Short problem:
From the rows below, pull out every line that contains the word "each".

※ ※ ※

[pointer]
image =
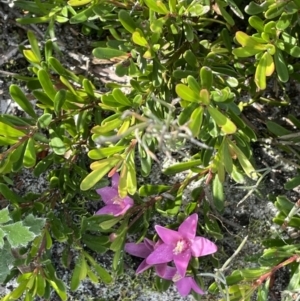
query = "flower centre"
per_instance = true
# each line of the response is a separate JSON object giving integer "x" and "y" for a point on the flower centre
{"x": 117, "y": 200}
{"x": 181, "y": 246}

※ ※ ※

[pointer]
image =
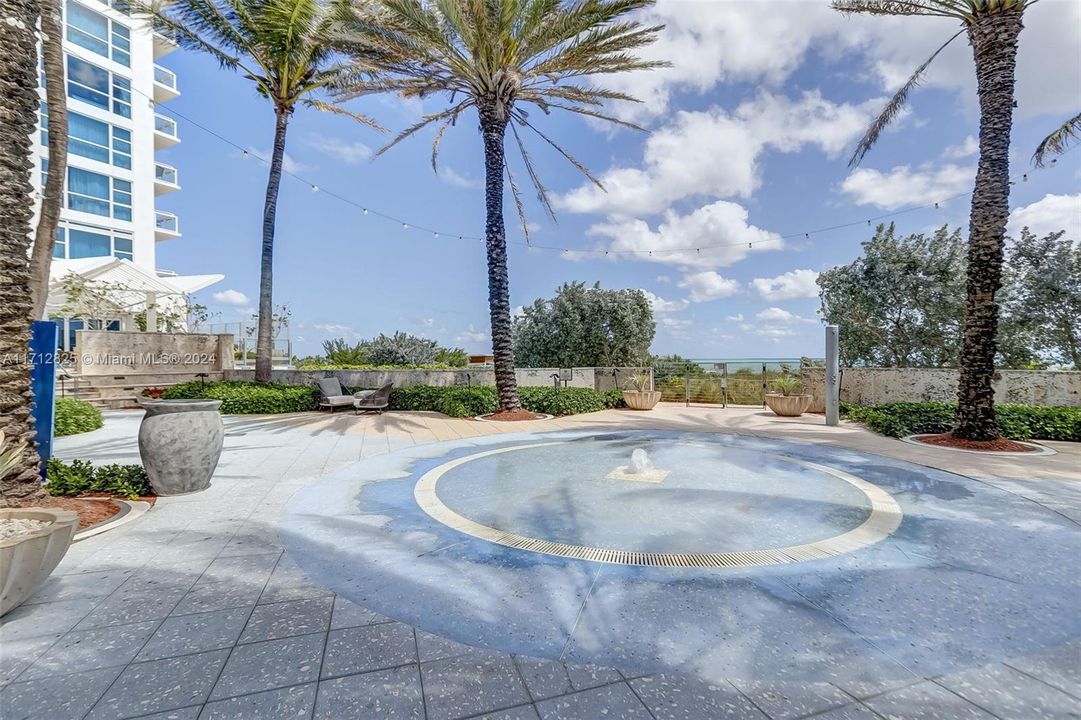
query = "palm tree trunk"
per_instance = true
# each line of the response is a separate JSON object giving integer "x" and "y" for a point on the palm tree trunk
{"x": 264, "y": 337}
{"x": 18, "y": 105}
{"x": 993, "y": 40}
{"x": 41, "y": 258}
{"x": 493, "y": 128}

※ ※ ※

Response below:
# each line of the response is a separate JSON object giving integer "x" and "y" for a point on the flower centre
# each line of the response is a separate JSON object giving integer "x" and "y" for a point on the palm tree trunk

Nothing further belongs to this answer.